*Excerpt to read*
▬▬▬▬▬▬▬▬▬▬
I think part of the problem was trying to save space on the hd. My last computer had an 800mb hd and saving space was a constant task. I brought this habit over to the new machine and as they say old habits die hard.
Todd Vanyo
2007-02-16 04:33:59
I recently came to the same conclusion about Finder. I had downloaded Pathfinder and realized 90% of the stuff I liked about it could be done with folders on the Sidebar.


I didn't want to pay for something that Apple may decide to do in Finder someday (tabs in Safari! - tabs in Finder?). I forced myself to put folders in the Sidebar and have found it much faster to use.


As for the Documents folder - if Entourage stuff wasn't in there I'd drop that folder in a minute.

jbelkin
2007-02-16 10:04:52
Good column - you're absolutely right. While some people seem to hate the dock also, a lot of people fail to realize that the dock holds folders or aliases of folders so with a few folders in the dock, I can access a couple hundred files and apps without having to install a 3rd parety app and hoping it's upodated with every ystem revision or update ... and of course, you don't just need to live the blue folder icon, you can change it visually to something more easy to identify INTERNET apps from GRAPHICS apps ... you also also move the DASHBOARD inside a folder ...
Marcos
2007-02-16 13:52:51
re:Steven - there are ways using ACL (access control lists) to share an iTunes or an iPhoto library across all users. I found the hint at macosxhints for iphoto and set up my parents computer that way. I'm sure a similar setup would work for iTunes... but ACL is in Tiger and later only. Just in case you ever change your mind and want one iSomething library for all.
David
2007-02-16 15:27:08
I'd guess that most experienced Mac users don't realize that application and folder aliases can be stored in the Finder tool bar. In fact I'd bet most don't even realize it is a tool bar because the solid metal color offers no visual clue that the buttons can be moved, removed or added to. Besides that, it's highly unlikely that any Mac user would right click in the tool bar even accidentally.


Since this is a "trying to outsmart MacOS X" article I'll tell you my most embarrassing case of thinking too much. 10.2 was the first version to require more than one CD. I did a custom install that left out most of the extraneous bits like alternate languages and printer drivers which led me to believe the second CD would be unnecessary. So when the installer reported that it was done and rebooted my Mac I believed it was completely finished and held down the mouse button to force the CD to be ejected at startup. I was greeted with a grey screen.
▬▬▬▬▬▬▬▬▬▬
*Extracted entries*
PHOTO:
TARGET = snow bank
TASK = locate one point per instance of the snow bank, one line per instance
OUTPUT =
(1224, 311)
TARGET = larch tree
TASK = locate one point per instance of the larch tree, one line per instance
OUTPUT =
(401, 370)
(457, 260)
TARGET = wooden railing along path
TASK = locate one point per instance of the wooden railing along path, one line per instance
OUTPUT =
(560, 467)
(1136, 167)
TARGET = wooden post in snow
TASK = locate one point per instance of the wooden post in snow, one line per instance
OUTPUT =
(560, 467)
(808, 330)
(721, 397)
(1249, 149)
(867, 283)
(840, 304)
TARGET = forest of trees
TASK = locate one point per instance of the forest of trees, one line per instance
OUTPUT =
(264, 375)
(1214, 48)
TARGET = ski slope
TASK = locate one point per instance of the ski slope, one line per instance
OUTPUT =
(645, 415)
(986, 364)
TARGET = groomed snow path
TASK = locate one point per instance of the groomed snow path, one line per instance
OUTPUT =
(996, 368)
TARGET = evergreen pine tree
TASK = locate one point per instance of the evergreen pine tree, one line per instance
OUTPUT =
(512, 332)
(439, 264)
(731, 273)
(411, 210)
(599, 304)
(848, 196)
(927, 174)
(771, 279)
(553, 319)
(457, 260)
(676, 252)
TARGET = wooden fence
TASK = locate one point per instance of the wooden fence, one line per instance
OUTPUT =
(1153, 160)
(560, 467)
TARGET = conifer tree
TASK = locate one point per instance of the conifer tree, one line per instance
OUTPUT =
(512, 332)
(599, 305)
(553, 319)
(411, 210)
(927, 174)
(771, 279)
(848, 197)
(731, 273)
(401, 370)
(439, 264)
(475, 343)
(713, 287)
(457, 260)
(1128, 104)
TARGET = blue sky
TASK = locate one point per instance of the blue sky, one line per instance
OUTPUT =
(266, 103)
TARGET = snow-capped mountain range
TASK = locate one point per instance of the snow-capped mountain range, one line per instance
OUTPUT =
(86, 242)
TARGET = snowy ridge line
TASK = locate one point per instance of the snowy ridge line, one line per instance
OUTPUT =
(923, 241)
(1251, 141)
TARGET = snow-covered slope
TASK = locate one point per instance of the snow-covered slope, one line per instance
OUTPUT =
▬▬▬▬▬▬▬▬▬▬
*Work to do*
- a) In the reader comments on Mac OS X, rewrite the paragraph beginning "I'd guess that most experienced Mac users" as a short bulleted list that keeps its main facts.
- b) Summarize the reader comments on Mac OS X in three sentences.
- c) Continue the reader comments on Mac OS X from the point where they stop.

*Response list*
- a)
- Most experienced Mac users probably don't realize that the Finder toolbar can store application and folder aliases.
- Most probably don't even recognize it as a toolbar, because its solid metal color gives no visual clue that buttons can be moved, removed or added.
- It is highly unlikely that any Mac user would right-click in the toolbar, even by accident.

- b) Commenters favor built-in Mac OS X features over extra software, such as putting folders in the Finder Sidebar instead of paying for Pathfinder, and keeping folders or folder aliases in the Dock to reach a couple hundred files and apps. One commenter notes that access control lists, available in Tiger and later, can let all users share an iPhoto library and probably an iTunes library as well, while another says few users realize the Finder toolbar can hold application and folder aliases. That last commenter also recalls leaving most extras out of a custom install of 10.2, assuming the second CD was unnecessary, forcing the CD to eject at startup, and being greeted with a grey screen.

- c)
Having realized my mistake I put the CD back in and re-did the installation properly. The Installer reported a successful install and rebooted the system. Unfortunately it wouldn't boot beyond a grey screen. Luckily this was an older Mac that could still boot from an OS 9 CD. I tried deleting the System and Library folders and re-doing the 10.2 install, but even that didn't work. It wasn't until I wiped all traces of OS X from my system that I could get a successful Jaguar installation.

David
2007-02-16 15:40:25
Steven and Marcos:
I find it really strange that you have to jump through so many hoops to get iPhoto to let users share a library. In one of their Knowledge Base articles Apple specifically says they do not recommend users to attempt to share an iPhoto library.


I can understand everyone having their own iTunes library, but my wife and I share a digital camera so there's only one collection of photos. When I downloaded the pictures from the camera she was running into trouble editing them. It was frustrating to say the least. ACL wasn't available in Panther and the accounts pref pane doesn't allow for creation and editing of groups so I decided the only practical solution was to avoid ownership altogether. I partitioned the hard drive and told OS X to ignore permissions on the second volume. Now anything we want to share goes on that volume and our personal stuff stays separate. My only worry is that Time Machine may not back up both partitions. If that's the case I may have to learn some unix.

Scott Anguish
2007-02-16 18:21:32
Using ~/Applications is perfectly fine. I do this as often as I can because, as a developer, I reinstall/upgrade the OS often and this makes it 100% easier. I avoid relying apps that require an installer and put things in System level places.


As far as Alastair's comment about Mac OS X looking there for applications..This is all done by Launch Services now, so that this is certainly not an issue if you rename it something else.


My organization of my workspace likely hasn't changed much since, oh, working on NextStep in 92. Even when I relied on Mac OS 9 for some workflow at work I used my style of workflow.

Jacob Rus
2007-02-16 18:46:53
There are a lot of misinformed comments here. OS X doesn't care where on disk you store your applications. They could be in ~/Applications or on the desktop or, heck, in ~/Dogdoo, and the system will treat them identically. The Launch Services database reads out the info.plist inside each app to determine which types of files it will read, wherever the app is on disk
Jason
2007-02-17 08:16:36
Giles, everyone is stubborn, some more than others. I admire your humility in admitting that sometimes familiar is not always better.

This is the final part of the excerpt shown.